▶ **Exercise directions**: What follows is a block of records; reproduce all of it verbatim.

▶ **Provided information**:
↓↓↓

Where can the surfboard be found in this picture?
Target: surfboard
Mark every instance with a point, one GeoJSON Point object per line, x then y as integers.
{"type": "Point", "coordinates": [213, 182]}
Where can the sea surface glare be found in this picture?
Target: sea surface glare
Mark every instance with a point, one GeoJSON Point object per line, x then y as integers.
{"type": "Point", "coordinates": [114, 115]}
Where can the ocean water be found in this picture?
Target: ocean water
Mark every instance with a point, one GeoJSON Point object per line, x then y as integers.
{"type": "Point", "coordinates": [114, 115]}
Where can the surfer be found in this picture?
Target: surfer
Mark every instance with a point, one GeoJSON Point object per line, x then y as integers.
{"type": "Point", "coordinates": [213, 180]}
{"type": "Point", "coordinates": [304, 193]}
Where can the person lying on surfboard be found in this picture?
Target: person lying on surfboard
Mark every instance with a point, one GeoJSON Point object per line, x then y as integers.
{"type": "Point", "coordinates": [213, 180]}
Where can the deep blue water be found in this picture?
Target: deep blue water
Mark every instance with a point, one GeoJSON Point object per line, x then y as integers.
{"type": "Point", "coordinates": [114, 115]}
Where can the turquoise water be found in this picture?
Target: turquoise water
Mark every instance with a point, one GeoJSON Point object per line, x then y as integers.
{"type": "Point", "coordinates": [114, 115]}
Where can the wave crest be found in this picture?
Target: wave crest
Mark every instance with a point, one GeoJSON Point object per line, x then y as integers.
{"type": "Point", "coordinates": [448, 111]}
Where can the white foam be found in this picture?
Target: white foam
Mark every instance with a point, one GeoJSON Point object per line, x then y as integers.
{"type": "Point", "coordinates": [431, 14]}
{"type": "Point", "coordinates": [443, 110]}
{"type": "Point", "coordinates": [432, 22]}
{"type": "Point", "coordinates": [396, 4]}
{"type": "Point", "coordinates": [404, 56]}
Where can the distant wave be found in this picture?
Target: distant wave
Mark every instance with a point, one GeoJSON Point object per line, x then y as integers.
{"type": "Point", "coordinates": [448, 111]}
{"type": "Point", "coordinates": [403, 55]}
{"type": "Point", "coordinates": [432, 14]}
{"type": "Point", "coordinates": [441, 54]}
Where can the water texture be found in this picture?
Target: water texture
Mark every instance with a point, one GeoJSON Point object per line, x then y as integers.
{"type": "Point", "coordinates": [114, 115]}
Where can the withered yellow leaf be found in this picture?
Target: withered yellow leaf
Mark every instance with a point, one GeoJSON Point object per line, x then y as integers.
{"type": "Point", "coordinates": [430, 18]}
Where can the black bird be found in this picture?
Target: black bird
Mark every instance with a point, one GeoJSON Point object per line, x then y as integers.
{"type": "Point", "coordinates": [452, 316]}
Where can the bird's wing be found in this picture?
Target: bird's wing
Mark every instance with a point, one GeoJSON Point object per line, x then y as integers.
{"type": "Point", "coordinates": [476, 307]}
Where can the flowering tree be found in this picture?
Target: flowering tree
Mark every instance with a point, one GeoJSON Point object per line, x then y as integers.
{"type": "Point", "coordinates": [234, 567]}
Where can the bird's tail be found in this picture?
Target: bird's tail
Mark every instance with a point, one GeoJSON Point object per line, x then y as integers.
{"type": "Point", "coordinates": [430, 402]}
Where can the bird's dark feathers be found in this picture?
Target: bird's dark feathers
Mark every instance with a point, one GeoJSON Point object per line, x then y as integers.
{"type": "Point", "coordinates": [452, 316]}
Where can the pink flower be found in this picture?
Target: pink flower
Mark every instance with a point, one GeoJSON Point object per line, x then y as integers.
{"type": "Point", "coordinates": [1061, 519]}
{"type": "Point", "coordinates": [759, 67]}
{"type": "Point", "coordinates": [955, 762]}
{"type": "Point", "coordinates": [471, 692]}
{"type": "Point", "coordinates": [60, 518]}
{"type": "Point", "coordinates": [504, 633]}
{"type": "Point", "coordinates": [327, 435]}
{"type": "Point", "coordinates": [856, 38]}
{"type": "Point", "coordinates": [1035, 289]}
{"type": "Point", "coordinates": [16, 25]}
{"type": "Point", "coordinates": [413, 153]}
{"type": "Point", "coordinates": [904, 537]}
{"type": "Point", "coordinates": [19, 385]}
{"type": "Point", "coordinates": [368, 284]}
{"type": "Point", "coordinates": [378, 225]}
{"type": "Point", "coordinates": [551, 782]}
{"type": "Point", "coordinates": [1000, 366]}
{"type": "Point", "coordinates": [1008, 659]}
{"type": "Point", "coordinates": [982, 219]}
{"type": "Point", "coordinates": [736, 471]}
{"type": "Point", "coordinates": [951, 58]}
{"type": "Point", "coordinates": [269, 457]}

↑↑↑

▶ **Problem solution**:
Where can the surfboard be found in this picture?
Target: surfboard
Mark every instance with a point, one GeoJSON Point object per line, x then y as integers.
{"type": "Point", "coordinates": [213, 182]}
Where can the sea surface glare be found in this picture?
Target: sea surface glare
Mark every instance with a point, one GeoJSON Point object per line, x then y as integers.
{"type": "Point", "coordinates": [114, 115]}
Where can the ocean water be found in this picture?
Target: ocean water
Mark every instance with a point, one GeoJSON Point object per line, x then y as integers.
{"type": "Point", "coordinates": [114, 115]}
Where can the surfer be found in this picture?
Target: surfer
Mark every instance with a point, one GeoJSON Point object per line, x then y as integers.
{"type": "Point", "coordinates": [213, 180]}
{"type": "Point", "coordinates": [304, 193]}
Where can the person lying on surfboard be found in this picture?
Target: person lying on surfboard
Mark every instance with a point, one GeoJSON Point object per line, x then y as integers.
{"type": "Point", "coordinates": [213, 180]}
Where can the deep blue water be found in this picture?
Target: deep blue water
Mark every instance with a point, one GeoJSON Point object per line, x then y as integers.
{"type": "Point", "coordinates": [114, 115]}
Where can the turquoise water be found in this picture?
Target: turquoise water
Mark every instance with a point, one GeoJSON Point object per line, x then y as integers.
{"type": "Point", "coordinates": [114, 115]}
Where can the wave crest be found in this picture?
Target: wave crest
Mark every instance with a point, one GeoJSON Point object per line, x then y as integers.
{"type": "Point", "coordinates": [448, 111]}
Where can the white foam be found in this picture?
Target: white foam
Mark every instance with a point, one GeoJSON Point object per line, x then y as integers.
{"type": "Point", "coordinates": [431, 14]}
{"type": "Point", "coordinates": [443, 110]}
{"type": "Point", "coordinates": [432, 22]}
{"type": "Point", "coordinates": [396, 4]}
{"type": "Point", "coordinates": [404, 56]}
Where can the distant wave be found in this picture?
Target: distant wave
Mark every instance with a point, one GeoJSON Point object per line, x then y as integers.
{"type": "Point", "coordinates": [448, 111]}
{"type": "Point", "coordinates": [403, 55]}
{"type": "Point", "coordinates": [432, 14]}
{"type": "Point", "coordinates": [441, 54]}
Where can the water texture be found in this picture?
Target: water texture
Mark every instance with a point, one GeoJSON Point object per line, x then y as integers.
{"type": "Point", "coordinates": [114, 115]}
Where can the withered yellow leaf be found in this picture?
Target: withered yellow leaf
Mark every instance with a point, one GeoJSON Point object per line, x then y as integers.
{"type": "Point", "coordinates": [430, 18]}
Where can the black bird be found in this picture?
Target: black bird
Mark every instance with a point, one GeoJSON Point object per line, x then y as integers.
{"type": "Point", "coordinates": [452, 316]}
Where can the bird's wing be found in this picture?
Target: bird's wing
Mark every instance with a point, one GeoJSON Point object per line, x then y as integers.
{"type": "Point", "coordinates": [476, 307]}
Where can the flowering tree be found in this picture?
Target: flowering tree
Mark every instance with a point, one GeoJSON Point object per line, x then y as integers.
{"type": "Point", "coordinates": [234, 567]}
Where can the bird's tail be found in this picture?
Target: bird's tail
Mark every instance with a point, one GeoJSON Point object per line, x then y as integers.
{"type": "Point", "coordinates": [430, 402]}
Where can the bird's dark feathers be found in this picture?
Target: bird's dark feathers
Mark every instance with a point, one GeoJSON Point object per line, x then y as integers.
{"type": "Point", "coordinates": [452, 316]}
Where can the pink flower be found in this picture?
Target: pink flower
Mark every instance with a point, one GeoJSON Point object per line, x then y as integers.
{"type": "Point", "coordinates": [1061, 519]}
{"type": "Point", "coordinates": [759, 67]}
{"type": "Point", "coordinates": [955, 762]}
{"type": "Point", "coordinates": [471, 692]}
{"type": "Point", "coordinates": [60, 518]}
{"type": "Point", "coordinates": [504, 633]}
{"type": "Point", "coordinates": [327, 435]}
{"type": "Point", "coordinates": [856, 38]}
{"type": "Point", "coordinates": [1035, 289]}
{"type": "Point", "coordinates": [16, 25]}
{"type": "Point", "coordinates": [413, 153]}
{"type": "Point", "coordinates": [904, 537]}
{"type": "Point", "coordinates": [19, 385]}
{"type": "Point", "coordinates": [368, 284]}
{"type": "Point", "coordinates": [378, 225]}
{"type": "Point", "coordinates": [551, 782]}
{"type": "Point", "coordinates": [1000, 366]}
{"type": "Point", "coordinates": [1008, 659]}
{"type": "Point", "coordinates": [982, 219]}
{"type": "Point", "coordinates": [736, 471]}
{"type": "Point", "coordinates": [951, 58]}
{"type": "Point", "coordinates": [269, 457]}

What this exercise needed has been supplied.